→ **What is asked**:
Locate each line in the data below that contains the string "outline" and copy those lines. The match is case-sensitive.

→ **Supplied material**:

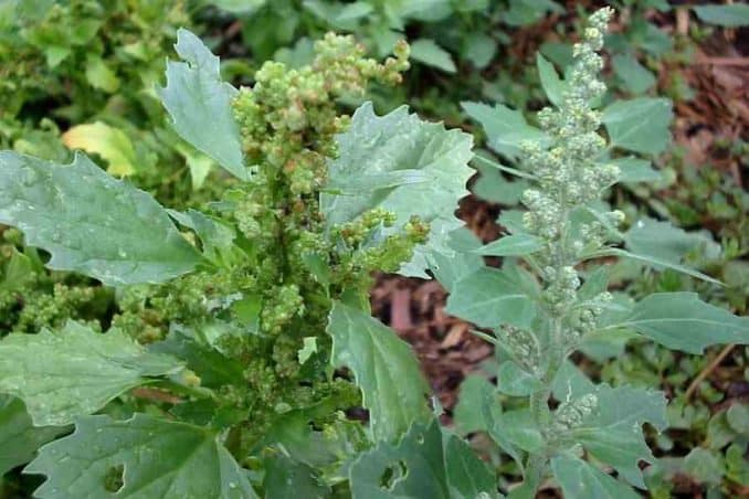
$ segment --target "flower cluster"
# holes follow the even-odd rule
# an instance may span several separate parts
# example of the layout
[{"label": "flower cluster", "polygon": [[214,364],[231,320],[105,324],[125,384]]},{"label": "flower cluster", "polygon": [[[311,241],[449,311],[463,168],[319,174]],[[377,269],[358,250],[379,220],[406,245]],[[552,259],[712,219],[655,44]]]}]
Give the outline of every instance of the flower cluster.
[{"label": "flower cluster", "polygon": [[[611,9],[601,9],[590,17],[589,28],[574,45],[574,64],[559,106],[546,107],[538,114],[548,145],[523,145],[523,166],[538,179],[537,187],[523,194],[528,208],[524,225],[544,242],[545,251],[538,259],[546,283],[545,299],[557,314],[577,301],[577,258],[583,251],[600,247],[609,227],[623,221],[623,214],[614,211],[601,215],[601,220],[581,223],[574,231],[570,222],[573,211],[598,200],[619,177],[616,166],[598,161],[605,140],[598,134],[601,116],[593,107],[605,92],[599,76],[603,61],[597,51],[603,45],[603,32],[612,13]],[[576,317],[578,332],[590,328],[594,310]]]}]

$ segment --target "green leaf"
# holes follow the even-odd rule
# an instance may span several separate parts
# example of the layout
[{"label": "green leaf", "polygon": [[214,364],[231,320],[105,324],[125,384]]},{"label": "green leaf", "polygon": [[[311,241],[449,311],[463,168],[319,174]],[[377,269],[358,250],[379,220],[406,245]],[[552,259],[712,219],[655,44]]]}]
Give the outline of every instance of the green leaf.
[{"label": "green leaf", "polygon": [[21,400],[0,395],[0,477],[29,463],[42,444],[62,432],[54,426],[34,427]]},{"label": "green leaf", "polygon": [[[488,432],[494,421],[502,414],[496,401],[497,390],[479,374],[470,374],[461,383],[457,404],[453,410],[453,420],[460,433]],[[486,407],[489,414],[485,414]]]},{"label": "green leaf", "polygon": [[[203,427],[145,414],[127,421],[83,416],[75,426],[72,435],[42,447],[24,469],[46,476],[34,497],[257,497],[246,471],[219,436]],[[118,478],[119,489],[113,487]]]},{"label": "green leaf", "polygon": [[50,268],[112,286],[160,283],[201,262],[150,194],[107,176],[84,155],[64,166],[0,152],[0,223],[50,252]]},{"label": "green leaf", "polygon": [[695,293],[656,293],[605,329],[632,328],[674,350],[703,353],[716,343],[749,344],[749,318],[700,301]]},{"label": "green leaf", "polygon": [[317,337],[306,336],[303,339],[302,348],[296,352],[299,364],[304,364],[312,355],[317,353]]},{"label": "green leaf", "polygon": [[484,258],[472,253],[481,245],[481,240],[466,227],[450,233],[447,245],[455,251],[450,254],[432,252],[428,259],[434,278],[451,293],[455,283],[484,267]]},{"label": "green leaf", "polygon": [[117,74],[106,65],[102,57],[89,55],[86,60],[86,79],[94,88],[114,94],[119,88]]},{"label": "green leaf", "polygon": [[124,332],[106,335],[70,321],[61,331],[9,335],[0,341],[0,393],[23,400],[34,425],[65,425],[151,376],[183,364],[148,353]]},{"label": "green leaf", "polygon": [[[639,255],[650,255],[658,259],[679,263],[682,258],[697,247],[705,253],[719,252],[719,246],[709,235],[686,232],[669,222],[653,219],[641,219],[633,223],[624,234],[627,250]],[[716,247],[717,246],[717,247]]]},{"label": "green leaf", "polygon": [[327,498],[330,487],[321,484],[315,469],[277,453],[264,463],[263,492],[267,498]]},{"label": "green leaf", "polygon": [[726,28],[749,25],[749,6],[730,3],[727,6],[695,6],[697,17],[710,24]]},{"label": "green leaf", "polygon": [[354,371],[376,440],[394,440],[429,416],[429,385],[411,348],[361,310],[334,301],[328,321],[331,362]]},{"label": "green leaf", "polygon": [[662,179],[660,171],[653,169],[653,163],[645,159],[627,156],[608,161],[619,167],[620,182],[656,182]]},{"label": "green leaf", "polygon": [[481,103],[461,103],[468,116],[481,123],[492,149],[510,159],[520,156],[520,144],[526,140],[546,141],[546,134],[528,125],[523,113],[502,104],[494,107]]},{"label": "green leaf", "polygon": [[536,307],[507,272],[481,268],[455,283],[445,311],[483,328],[528,327]]},{"label": "green leaf", "polygon": [[577,365],[567,360],[557,372],[551,389],[555,399],[567,401],[595,391],[595,385]]},{"label": "green leaf", "polygon": [[474,251],[483,256],[524,256],[536,253],[544,247],[541,240],[535,235],[518,233],[499,237]]},{"label": "green leaf", "polygon": [[354,499],[496,498],[496,478],[471,448],[440,424],[414,425],[398,444],[380,443],[349,473]]},{"label": "green leaf", "polygon": [[614,74],[632,94],[643,94],[655,85],[655,76],[630,54],[618,54],[612,60]]},{"label": "green leaf", "polygon": [[117,177],[134,174],[138,167],[133,142],[125,132],[102,121],[76,125],[62,135],[63,144],[99,155],[109,164],[107,171]]},{"label": "green leaf", "polygon": [[177,32],[175,49],[184,62],[167,63],[167,86],[159,88],[175,130],[230,173],[247,180],[231,106],[236,88],[221,81],[219,57],[188,30]]},{"label": "green leaf", "polygon": [[506,395],[528,396],[540,387],[538,378],[530,375],[510,360],[503,362],[497,370],[497,390]]},{"label": "green leaf", "polygon": [[0,290],[17,291],[34,279],[34,264],[27,255],[12,248],[10,258],[6,261],[0,282]]},{"label": "green leaf", "polygon": [[674,263],[674,262],[669,262],[669,261],[666,261],[666,259],[656,258],[655,256],[651,256],[651,255],[640,255],[637,253],[631,253],[631,252],[627,252],[625,250],[621,250],[621,248],[618,248],[618,247],[609,247],[606,250],[601,250],[600,252],[595,252],[593,255],[590,255],[590,256],[594,256],[594,257],[620,256],[622,258],[635,259],[635,261],[643,263],[645,265],[648,265],[648,266],[651,266],[655,269],[671,268],[673,270],[681,272],[682,274],[686,274],[688,276],[695,277],[697,279],[705,280],[707,283],[713,283],[713,284],[717,284],[717,285],[722,284],[718,279],[714,279],[713,277],[705,275],[701,272],[697,272],[697,270],[689,268],[689,267],[686,267],[684,265],[681,265],[681,264],[677,264],[677,263]]},{"label": "green leaf", "polygon": [[544,87],[544,92],[546,92],[546,96],[549,98],[549,102],[551,102],[551,104],[555,106],[561,106],[562,96],[567,91],[567,85],[559,77],[553,64],[547,61],[540,52],[537,52],[536,67],[538,68],[538,75],[541,78],[541,86]]},{"label": "green leaf", "polygon": [[215,265],[222,265],[232,259],[232,252],[235,250],[234,238],[236,237],[234,227],[193,209],[189,209],[184,213],[176,210],[167,210],[167,212],[181,225],[194,231],[200,238],[203,256],[208,259]]},{"label": "green leaf", "polygon": [[640,460],[655,463],[645,443],[643,423],[658,431],[667,427],[666,399],[662,392],[606,384],[597,386],[595,410],[572,431],[572,437],[602,463],[635,487],[645,488]]},{"label": "green leaf", "polygon": [[[476,157],[478,158],[478,157]],[[526,179],[508,180],[496,168],[493,168],[483,161],[474,161],[476,170],[481,173],[474,181],[472,191],[478,198],[492,203],[499,203],[507,206],[518,204],[523,192],[530,187]]]},{"label": "green leaf", "polygon": [[[502,447],[505,447],[503,443],[506,442],[531,454],[539,453],[544,448],[541,432],[527,408],[502,413],[495,421],[489,434]],[[510,449],[506,448],[505,450],[511,455]]]},{"label": "green leaf", "polygon": [[[428,278],[429,255],[439,251],[452,256],[450,233],[463,226],[455,217],[457,201],[468,193],[465,184],[474,173],[471,160],[473,138],[441,124],[422,121],[405,106],[379,117],[365,103],[351,118],[348,131],[337,137],[339,156],[328,164],[330,182],[369,182],[369,190],[356,195],[320,194],[320,208],[328,226],[355,220],[366,211],[382,208],[397,215],[390,235],[413,215],[430,223],[429,241],[416,247],[411,262],[399,270],[407,276]],[[387,173],[418,170],[429,181],[393,185]]]},{"label": "green leaf", "polygon": [[189,328],[173,325],[169,336],[163,341],[151,343],[148,352],[183,360],[200,378],[202,386],[242,385],[242,364],[215,350]]},{"label": "green leaf", "polygon": [[551,459],[551,470],[566,498],[639,499],[621,481],[577,457],[561,454]]},{"label": "green leaf", "polygon": [[640,97],[616,100],[603,110],[601,120],[613,147],[657,155],[671,142],[672,118],[671,100]]},{"label": "green leaf", "polygon": [[411,57],[428,66],[436,67],[445,73],[455,73],[456,67],[450,52],[431,39],[418,39],[410,43]]}]

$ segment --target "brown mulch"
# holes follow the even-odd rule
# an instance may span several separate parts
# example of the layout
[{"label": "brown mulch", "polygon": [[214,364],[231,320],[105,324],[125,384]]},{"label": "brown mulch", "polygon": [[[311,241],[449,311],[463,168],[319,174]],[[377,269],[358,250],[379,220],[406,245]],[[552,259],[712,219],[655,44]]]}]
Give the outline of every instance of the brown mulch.
[{"label": "brown mulch", "polygon": [[[688,15],[685,19],[678,12],[665,21],[671,23],[666,28],[672,32],[688,30],[690,22]],[[524,49],[537,46],[539,31],[551,32],[545,28],[530,28],[528,33],[520,31],[516,35],[524,41]],[[686,150],[686,162],[719,168],[741,185],[747,166],[721,156],[716,141],[749,140],[748,30],[716,29],[697,49],[692,62],[663,64],[658,77],[661,87],[668,85],[674,72],[679,72],[695,91],[693,99],[677,103],[674,109],[674,141]],[[499,234],[495,223],[498,212],[498,206],[471,195],[461,202],[457,214],[488,242]],[[446,293],[436,282],[391,275],[379,276],[371,295],[374,315],[413,346],[433,392],[447,410],[449,420],[461,382],[492,357],[493,347],[473,336],[468,323],[447,316],[445,300]]]}]

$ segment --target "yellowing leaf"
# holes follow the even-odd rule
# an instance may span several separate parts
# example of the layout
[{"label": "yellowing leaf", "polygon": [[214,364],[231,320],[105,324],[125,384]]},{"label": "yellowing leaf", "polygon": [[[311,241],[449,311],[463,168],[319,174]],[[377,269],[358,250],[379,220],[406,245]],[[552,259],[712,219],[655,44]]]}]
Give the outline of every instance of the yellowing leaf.
[{"label": "yellowing leaf", "polygon": [[107,172],[126,177],[137,170],[135,149],[130,139],[117,128],[102,121],[77,125],[62,136],[63,144],[71,149],[95,152],[109,163]]}]

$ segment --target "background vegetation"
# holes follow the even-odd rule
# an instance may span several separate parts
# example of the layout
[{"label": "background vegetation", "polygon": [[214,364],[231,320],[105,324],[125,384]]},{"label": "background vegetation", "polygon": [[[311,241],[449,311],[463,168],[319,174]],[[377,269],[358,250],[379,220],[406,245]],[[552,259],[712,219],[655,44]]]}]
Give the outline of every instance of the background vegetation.
[{"label": "background vegetation", "polygon": [[[245,84],[253,83],[252,75],[268,59],[292,67],[309,63],[313,41],[327,31],[352,33],[376,57],[389,54],[405,38],[413,65],[404,84],[376,85],[361,100],[372,99],[380,112],[405,102],[422,117],[473,132],[479,138],[479,155],[496,159],[484,150],[475,114],[461,103],[502,103],[532,124],[534,112],[547,104],[541,85],[549,65],[568,64],[571,46],[566,41],[584,12],[601,4],[6,1],[0,3],[0,148],[60,161],[70,160],[73,149],[86,150],[109,173],[128,178],[173,208],[201,206],[215,199],[232,181],[166,126],[155,94],[155,86],[163,84],[165,60],[175,56],[177,29],[188,26],[221,55],[224,78]],[[666,97],[673,117],[663,118],[671,129],[663,147],[645,150],[648,162],[636,166],[640,178],[656,180],[655,187],[632,179],[612,190],[608,202],[627,220],[641,221],[627,233],[643,252],[688,263],[726,286],[715,288],[668,269],[644,270],[629,263],[616,265],[612,280],[635,296],[695,290],[746,315],[748,9],[738,2],[612,4],[619,14],[605,40],[610,93],[604,98]],[[345,99],[340,105],[352,109],[359,102]],[[466,233],[468,243],[486,243],[511,222],[527,185],[484,162],[474,161],[474,167],[472,194],[458,215],[473,231]],[[166,333],[170,310],[184,305],[155,305],[137,293],[118,297],[93,279],[49,272],[42,261],[18,231],[0,226],[1,335],[61,327],[73,318],[99,330],[115,323],[148,342]],[[473,413],[466,410],[479,380],[496,376],[502,353],[472,336],[470,325],[446,316],[445,291],[435,282],[382,275],[371,302],[376,315],[423,360],[444,407],[443,421],[470,436],[499,466],[506,484],[517,481],[518,469],[475,431]],[[658,457],[645,469],[653,497],[741,497],[749,495],[748,353],[743,346],[729,344],[690,355],[610,337],[574,361],[597,381],[660,386],[668,394],[668,429],[650,435]],[[27,497],[38,485],[18,469],[0,480],[3,498]]]}]

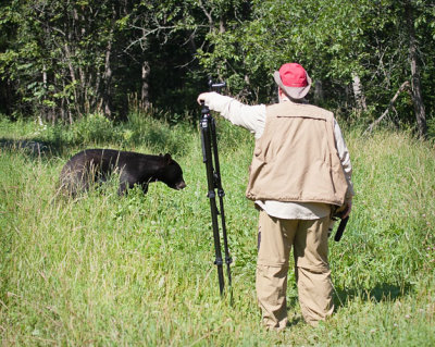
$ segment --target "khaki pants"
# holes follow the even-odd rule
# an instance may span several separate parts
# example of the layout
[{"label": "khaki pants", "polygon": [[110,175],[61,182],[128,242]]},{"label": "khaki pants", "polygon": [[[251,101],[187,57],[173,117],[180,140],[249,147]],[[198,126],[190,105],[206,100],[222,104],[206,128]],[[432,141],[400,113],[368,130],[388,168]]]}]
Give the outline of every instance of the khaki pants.
[{"label": "khaki pants", "polygon": [[260,211],[257,297],[268,327],[282,330],[287,324],[286,289],[291,246],[303,319],[315,325],[333,313],[328,224],[330,216],[312,221],[282,220]]}]

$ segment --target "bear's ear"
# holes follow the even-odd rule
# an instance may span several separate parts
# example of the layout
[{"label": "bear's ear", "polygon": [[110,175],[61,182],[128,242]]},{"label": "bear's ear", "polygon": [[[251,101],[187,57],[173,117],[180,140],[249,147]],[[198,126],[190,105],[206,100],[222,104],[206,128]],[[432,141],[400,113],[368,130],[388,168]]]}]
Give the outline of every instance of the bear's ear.
[{"label": "bear's ear", "polygon": [[166,162],[166,164],[170,164],[172,162],[172,157],[170,153],[164,154],[164,161]]}]

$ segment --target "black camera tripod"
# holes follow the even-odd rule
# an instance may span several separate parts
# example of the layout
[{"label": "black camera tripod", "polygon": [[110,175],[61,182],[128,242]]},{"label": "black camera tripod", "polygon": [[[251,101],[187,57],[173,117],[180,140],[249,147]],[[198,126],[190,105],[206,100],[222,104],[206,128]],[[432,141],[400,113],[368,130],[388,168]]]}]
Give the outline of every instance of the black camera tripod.
[{"label": "black camera tripod", "polygon": [[[225,83],[213,84],[209,82],[209,87],[211,90],[225,87]],[[233,301],[233,290],[232,290],[232,276],[231,276],[231,263],[233,262],[229,250],[228,240],[226,237],[226,226],[225,226],[225,212],[224,212],[224,201],[225,196],[224,189],[222,188],[221,181],[221,169],[219,165],[219,154],[217,154],[217,141],[216,141],[216,125],[213,116],[210,113],[210,109],[201,102],[201,120],[199,126],[201,129],[201,145],[202,145],[202,161],[207,169],[207,182],[208,182],[208,194],[207,197],[210,200],[210,211],[211,211],[211,222],[213,227],[213,239],[214,239],[214,251],[215,260],[214,264],[217,267],[217,277],[219,277],[219,289],[221,296],[224,294],[224,273],[222,250],[221,250],[221,235],[219,227],[219,218],[221,215],[221,227],[222,227],[222,240],[224,245],[226,273],[228,277],[228,288],[231,295],[231,301]],[[216,206],[216,193],[219,197],[220,210]]]}]

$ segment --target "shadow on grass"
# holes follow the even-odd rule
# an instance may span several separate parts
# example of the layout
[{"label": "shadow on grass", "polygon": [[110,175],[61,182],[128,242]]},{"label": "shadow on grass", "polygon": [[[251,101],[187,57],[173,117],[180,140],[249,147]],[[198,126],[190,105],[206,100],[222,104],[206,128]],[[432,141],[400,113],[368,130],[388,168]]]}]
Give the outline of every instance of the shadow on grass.
[{"label": "shadow on grass", "polygon": [[334,303],[336,307],[345,307],[356,298],[363,301],[391,301],[406,296],[411,290],[410,284],[397,285],[383,283],[372,289],[364,288],[335,288]]}]

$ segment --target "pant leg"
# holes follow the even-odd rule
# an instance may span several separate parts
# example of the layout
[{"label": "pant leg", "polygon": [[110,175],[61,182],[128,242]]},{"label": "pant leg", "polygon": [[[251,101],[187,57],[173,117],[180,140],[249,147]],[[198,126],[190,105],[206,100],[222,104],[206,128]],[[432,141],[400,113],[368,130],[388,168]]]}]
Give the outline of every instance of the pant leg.
[{"label": "pant leg", "polygon": [[294,240],[296,278],[303,319],[311,325],[334,311],[333,286],[327,261],[330,216],[300,221]]},{"label": "pant leg", "polygon": [[282,330],[287,325],[288,259],[297,221],[285,221],[260,211],[257,298],[263,324]]}]

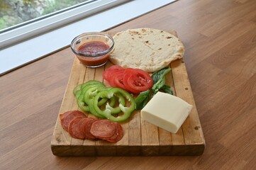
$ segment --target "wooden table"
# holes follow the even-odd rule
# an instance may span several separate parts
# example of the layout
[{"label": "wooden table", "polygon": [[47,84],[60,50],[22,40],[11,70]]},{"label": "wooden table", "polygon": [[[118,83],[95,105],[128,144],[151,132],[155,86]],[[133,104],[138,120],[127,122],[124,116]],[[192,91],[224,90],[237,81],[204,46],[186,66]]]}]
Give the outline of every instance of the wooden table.
[{"label": "wooden table", "polygon": [[199,157],[57,157],[69,48],[0,77],[0,169],[255,169],[256,1],[177,2],[112,28],[176,30],[206,147]]}]

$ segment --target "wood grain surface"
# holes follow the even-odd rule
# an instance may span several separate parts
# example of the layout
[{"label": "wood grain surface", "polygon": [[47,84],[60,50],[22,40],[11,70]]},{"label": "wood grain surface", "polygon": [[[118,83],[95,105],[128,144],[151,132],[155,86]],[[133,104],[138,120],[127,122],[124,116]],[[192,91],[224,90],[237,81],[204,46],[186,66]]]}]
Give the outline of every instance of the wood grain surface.
[{"label": "wood grain surface", "polygon": [[[177,36],[177,32],[168,30]],[[116,33],[108,31],[114,35]],[[98,68],[84,67],[75,58],[60,114],[74,110],[80,110],[73,89],[78,84],[88,80],[98,80],[106,86],[109,84],[104,81],[103,72],[113,64],[108,62],[105,66]],[[183,59],[172,62],[172,70],[167,74],[167,84],[174,91],[174,95],[182,98],[193,106],[186,121],[176,134],[143,120],[140,110],[133,113],[128,120],[121,123],[124,131],[121,140],[109,143],[102,140],[81,140],[71,137],[62,127],[60,114],[51,141],[52,153],[56,156],[198,156],[203,154],[205,140],[194,102],[185,63]],[[86,112],[89,117],[94,117]]]},{"label": "wood grain surface", "polygon": [[202,155],[54,156],[50,141],[74,61],[66,48],[0,77],[0,169],[255,169],[255,0],[179,0],[111,30],[177,30],[206,143]]}]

→ **Task output**:
Give the outline of every instance of the flower cluster.
Give the outline of every instance of the green leaf.
Give the outline of every instance of the brown mulch.
Give the outline of every instance of the yellowing leaf.
Give the outline of every instance of the background vegetation.
Give the outline of every instance of the khaki pants.
Give the outline of every instance of the bear's ear.
Give the outline of every instance of the black camera tripod.
Give the outline of every instance of the shadow on grass.
Give the outline of every instance of the pant leg.
Give the outline of every instance of the wooden table.
Give the outline of every instance of the wood grain surface.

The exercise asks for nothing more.